== PASSAGE

AP: Iranian threats to close the Strait of Hormuz, a vital commercial waterway, are the greatest concern for Naval security in the region, a senior U.S. Naval commander said Friday. The Associated Press
By LOLITA C. BALDOR
MANAMA, Bahrain (AP) Iranian threats to close the Strait of Hormuz, a vital commercial waterway, are the greatest concern for Naval security in the region, a senior U.S. Naval commander said Friday.
Vice Adm. Kevin J. Cosgriff, commander of U.S. Naval Forces Central Command, said that while the likelihood of that happening is low, concerns about Iran consume the region and his day.
“I wake up thinking about Iran, I go to bed thinking about Iran,” Cosgriff told reporters on the eve of a regional conference here where Iran will be a key focus.
He added, “I know of no threat that would cause them to want to close … the Strait of Hormuz. To me it’s coercive, it’s intended to intimidate not only the regional nations ‘look at us we can damage your prosperity’_ but it’s intended to intimidate the global market. I just don’t think that’s responsible behavior.”
His comments came a day before a regional security conference that Iranian officials decided at the last minute not to attend. Defense Secretary Robert Gates is expected to make the keynote speech Saturday morning to foreign delegates and other national security officials from Persian Gulf nations and other major powers.
Gates has been meeting with his military commanders here, and will participate in the conference, sponsored by the London-based International Institute for Strategic Studies. The meeting will focus on security issue in the region, but Iran is likely to dominate much of the discussions.

====

WORK TO COMPLETE>
a – For the news article on Iran and the Strait of Hormuz, say whether each statement agrees with it, answering yes or no and quoting the words that decide it: (i) Cosgriff said the likelihood of Iran closing the strait is low; (ii) Iranian officials will attend the regional security conference; (iii) the conference is sponsored by a Washington-based institute.
b – Restate the news article between "His comments came" and "of the discussions.", inclusive, with "conference" changed to "summit".
c – According to the news article, who is expected to make the keynote speech Saturday morning?
The records that come next are separate material and are unrelated to the news article.

== ENTRIES SHOWN

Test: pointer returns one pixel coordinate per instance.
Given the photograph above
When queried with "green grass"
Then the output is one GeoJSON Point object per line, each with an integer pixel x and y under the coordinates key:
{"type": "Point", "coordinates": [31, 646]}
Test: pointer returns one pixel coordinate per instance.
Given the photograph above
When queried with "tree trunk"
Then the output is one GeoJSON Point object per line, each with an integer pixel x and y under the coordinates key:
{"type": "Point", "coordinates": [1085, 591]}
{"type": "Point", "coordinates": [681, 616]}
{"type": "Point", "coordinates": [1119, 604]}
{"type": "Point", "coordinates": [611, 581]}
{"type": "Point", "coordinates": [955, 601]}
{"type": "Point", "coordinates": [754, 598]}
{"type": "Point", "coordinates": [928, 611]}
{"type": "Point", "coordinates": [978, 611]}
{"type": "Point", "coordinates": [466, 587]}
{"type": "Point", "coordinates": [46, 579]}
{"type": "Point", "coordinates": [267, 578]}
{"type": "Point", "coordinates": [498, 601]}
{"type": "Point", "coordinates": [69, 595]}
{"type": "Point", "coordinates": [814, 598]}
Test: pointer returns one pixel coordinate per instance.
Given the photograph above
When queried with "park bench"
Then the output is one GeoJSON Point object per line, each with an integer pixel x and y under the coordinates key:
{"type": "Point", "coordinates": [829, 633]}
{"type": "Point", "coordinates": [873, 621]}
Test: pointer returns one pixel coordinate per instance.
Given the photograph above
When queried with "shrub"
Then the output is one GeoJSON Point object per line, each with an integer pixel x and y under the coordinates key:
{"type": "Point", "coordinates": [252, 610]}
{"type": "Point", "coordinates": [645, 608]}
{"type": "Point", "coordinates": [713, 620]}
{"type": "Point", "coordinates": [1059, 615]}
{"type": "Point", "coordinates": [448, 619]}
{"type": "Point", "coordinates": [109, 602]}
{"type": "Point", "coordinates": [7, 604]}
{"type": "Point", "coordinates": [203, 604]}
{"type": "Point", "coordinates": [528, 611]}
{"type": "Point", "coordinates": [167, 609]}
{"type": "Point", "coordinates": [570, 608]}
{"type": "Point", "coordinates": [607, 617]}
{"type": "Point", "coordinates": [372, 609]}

====

EXERCISE SOLUTIONS>
a –
(i) Yes: "while the likelihood of that happening is low"
(ii) No: "Iranian officials decided at the last minute not to attend"
(iii) No: "sponsored by the London-based International Institute for Strategic Studies"

b –
His comments came a day before a regional security summit that Iranian officials decided at the last minute not to attend. Defense Secretary Robert Gates is expected to make the keynote speech Saturday morning to foreign delegates and other national security officials from Persian Gulf nations and other major powers.
Gates has been meeting with his military commanders here, and will participate in the summit, sponsored by the London-based International Institute for Strategic Studies. The meeting will focus on security issue in the region, but Iran is likely to dominate much of the discussions.

c – Defense Secretary Robert Gates.